start EXCERPT
# RMB options for dog with worn teeth?



## lucymom (Jan 2, 2009)

Hello all.

I started feeding raw to Zuzu, age 9 months and sweet old Uncle Aik, age 11, about 2 months ago. They love it and are thriving on it. I'm still sorting out the best way to make it affordable.

Aik's teeth are very worn down, to nubs in most of his mouth, front and back. THis is my fault for not knowing enough to make him stop carrying rocks. He loves to walk for hours on the beach with a big rock in his mouth. I didn't let him chew them, but the damage is done.

He has trouble with chicken quarters, especially legs. I think it might be difficult, if not painful for him to crunch up the bones. I hammer them a bit to at least break the legs in two, but I can see him struggling. Sometimes he'll just bury the legs instead of eating them.
end EXCERPT
TASK 1: Filter the records and copy out every line that contains the string "balloon".
The thread and the records have no connection to each other.
start GIVEN RECORDS
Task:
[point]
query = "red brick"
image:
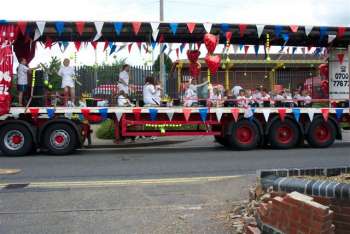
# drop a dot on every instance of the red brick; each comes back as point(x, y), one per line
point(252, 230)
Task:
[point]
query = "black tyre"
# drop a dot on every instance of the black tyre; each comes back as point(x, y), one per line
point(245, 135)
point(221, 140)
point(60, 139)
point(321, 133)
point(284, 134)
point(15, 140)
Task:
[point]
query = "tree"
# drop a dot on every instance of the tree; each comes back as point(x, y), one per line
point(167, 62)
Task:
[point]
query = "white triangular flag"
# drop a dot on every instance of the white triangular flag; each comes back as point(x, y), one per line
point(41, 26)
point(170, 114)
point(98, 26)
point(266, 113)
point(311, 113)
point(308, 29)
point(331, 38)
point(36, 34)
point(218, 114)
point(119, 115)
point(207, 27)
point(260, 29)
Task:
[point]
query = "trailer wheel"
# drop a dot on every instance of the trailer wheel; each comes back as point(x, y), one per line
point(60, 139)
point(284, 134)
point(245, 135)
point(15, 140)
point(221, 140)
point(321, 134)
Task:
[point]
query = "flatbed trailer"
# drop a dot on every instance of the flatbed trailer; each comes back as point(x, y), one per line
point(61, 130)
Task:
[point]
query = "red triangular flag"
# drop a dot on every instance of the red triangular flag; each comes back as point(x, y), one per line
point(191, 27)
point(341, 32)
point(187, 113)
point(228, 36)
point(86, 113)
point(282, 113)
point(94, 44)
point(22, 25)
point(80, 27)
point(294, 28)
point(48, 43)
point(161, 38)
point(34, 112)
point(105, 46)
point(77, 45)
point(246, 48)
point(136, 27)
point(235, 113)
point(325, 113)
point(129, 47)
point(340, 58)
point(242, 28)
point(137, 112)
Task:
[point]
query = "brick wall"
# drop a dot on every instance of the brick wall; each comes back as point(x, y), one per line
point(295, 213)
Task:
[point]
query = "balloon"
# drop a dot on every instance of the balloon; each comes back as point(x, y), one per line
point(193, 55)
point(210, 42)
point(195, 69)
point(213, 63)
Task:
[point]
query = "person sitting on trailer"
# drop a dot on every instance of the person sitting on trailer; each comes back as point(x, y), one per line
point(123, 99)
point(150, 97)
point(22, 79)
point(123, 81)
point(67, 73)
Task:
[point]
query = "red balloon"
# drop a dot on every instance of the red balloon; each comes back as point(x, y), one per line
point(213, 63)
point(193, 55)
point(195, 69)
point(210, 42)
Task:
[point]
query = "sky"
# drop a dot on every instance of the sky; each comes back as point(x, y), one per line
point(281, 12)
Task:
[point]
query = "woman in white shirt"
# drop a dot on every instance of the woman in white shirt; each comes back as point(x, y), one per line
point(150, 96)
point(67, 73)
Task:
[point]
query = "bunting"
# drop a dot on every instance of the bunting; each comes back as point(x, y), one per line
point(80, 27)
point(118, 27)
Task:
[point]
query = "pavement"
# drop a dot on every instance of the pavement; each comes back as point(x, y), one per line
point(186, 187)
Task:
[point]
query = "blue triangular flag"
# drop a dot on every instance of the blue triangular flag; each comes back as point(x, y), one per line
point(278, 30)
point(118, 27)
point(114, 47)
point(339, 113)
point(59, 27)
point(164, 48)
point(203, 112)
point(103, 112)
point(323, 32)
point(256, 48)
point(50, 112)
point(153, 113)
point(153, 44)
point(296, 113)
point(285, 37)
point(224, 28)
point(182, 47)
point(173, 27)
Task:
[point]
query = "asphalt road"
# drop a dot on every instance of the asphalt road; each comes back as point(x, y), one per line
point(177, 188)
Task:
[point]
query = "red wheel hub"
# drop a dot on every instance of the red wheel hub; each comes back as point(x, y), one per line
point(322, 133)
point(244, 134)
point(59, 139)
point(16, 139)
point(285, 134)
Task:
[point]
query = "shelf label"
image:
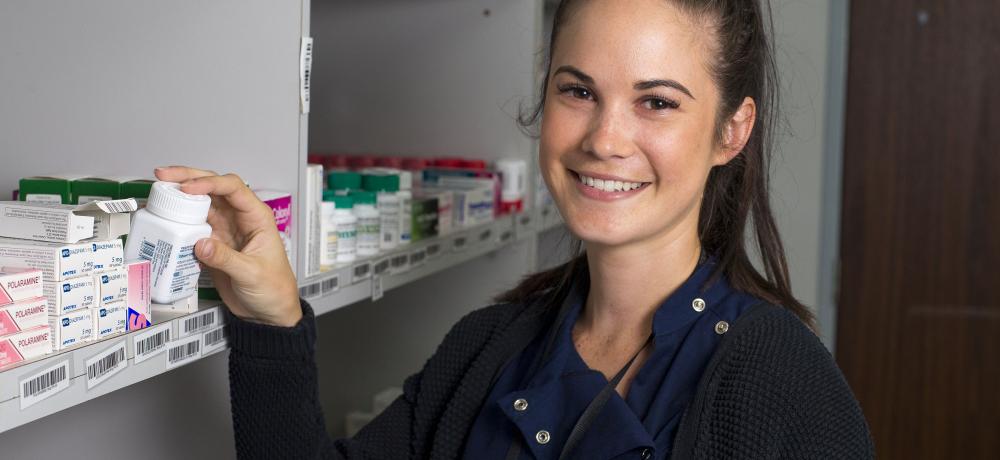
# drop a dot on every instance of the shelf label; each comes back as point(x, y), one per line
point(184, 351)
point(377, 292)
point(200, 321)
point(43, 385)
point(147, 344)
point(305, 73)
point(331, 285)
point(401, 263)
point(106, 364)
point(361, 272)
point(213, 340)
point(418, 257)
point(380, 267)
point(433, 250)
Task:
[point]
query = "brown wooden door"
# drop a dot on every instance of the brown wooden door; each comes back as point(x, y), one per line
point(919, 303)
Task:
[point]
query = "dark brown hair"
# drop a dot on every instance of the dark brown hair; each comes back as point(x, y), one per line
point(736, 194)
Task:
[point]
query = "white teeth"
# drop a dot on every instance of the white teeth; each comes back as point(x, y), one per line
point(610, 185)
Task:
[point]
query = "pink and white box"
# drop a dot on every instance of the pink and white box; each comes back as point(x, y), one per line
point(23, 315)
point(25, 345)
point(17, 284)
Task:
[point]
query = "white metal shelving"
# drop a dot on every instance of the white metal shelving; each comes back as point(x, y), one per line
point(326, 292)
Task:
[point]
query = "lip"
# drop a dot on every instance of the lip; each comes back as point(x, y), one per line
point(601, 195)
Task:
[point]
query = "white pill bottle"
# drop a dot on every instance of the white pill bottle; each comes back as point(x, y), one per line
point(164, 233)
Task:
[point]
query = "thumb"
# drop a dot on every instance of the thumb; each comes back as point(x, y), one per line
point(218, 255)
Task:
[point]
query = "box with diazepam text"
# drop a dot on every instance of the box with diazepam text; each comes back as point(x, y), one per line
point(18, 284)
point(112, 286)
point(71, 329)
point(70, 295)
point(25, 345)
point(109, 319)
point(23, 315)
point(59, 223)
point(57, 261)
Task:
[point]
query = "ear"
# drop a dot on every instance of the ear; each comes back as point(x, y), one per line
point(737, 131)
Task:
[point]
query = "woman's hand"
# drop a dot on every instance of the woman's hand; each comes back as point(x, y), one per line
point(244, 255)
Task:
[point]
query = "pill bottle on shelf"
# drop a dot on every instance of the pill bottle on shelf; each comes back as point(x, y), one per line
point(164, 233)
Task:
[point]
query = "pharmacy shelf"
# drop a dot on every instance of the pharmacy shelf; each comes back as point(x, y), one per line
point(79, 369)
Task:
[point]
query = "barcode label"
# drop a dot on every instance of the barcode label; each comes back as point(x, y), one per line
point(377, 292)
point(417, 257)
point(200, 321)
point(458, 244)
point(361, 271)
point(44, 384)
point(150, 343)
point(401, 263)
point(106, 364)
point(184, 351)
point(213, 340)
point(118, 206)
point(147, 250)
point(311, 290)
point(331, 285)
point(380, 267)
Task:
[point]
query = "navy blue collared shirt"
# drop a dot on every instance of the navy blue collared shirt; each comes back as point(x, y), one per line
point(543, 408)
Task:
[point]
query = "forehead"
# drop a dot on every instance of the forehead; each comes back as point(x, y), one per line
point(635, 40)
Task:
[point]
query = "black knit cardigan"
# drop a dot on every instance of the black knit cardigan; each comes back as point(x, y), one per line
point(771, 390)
end GIVEN RECORDS
TASK 2: Condense the paragraph of the thread that begins "He has trouble with chicken quarters" into a shorter version that keeps its main facts.

CORRECT OUTPUT 1:
query = "balloon"
# drop a dot on every instance of the balloon; each comes back as point(x, y), one per line
query = "red balloon"
# drop a dot on every instance of the red balloon; each comes back as point(x, y), one per line

CORRECT OUTPUT 2: Aik struggles with chicken quarters, especially the legs, and crunching the bones may be hard or even painful for him. Hammering the legs in two still leaves him visibly struggling, and he sometimes buries the legs instead of eating them.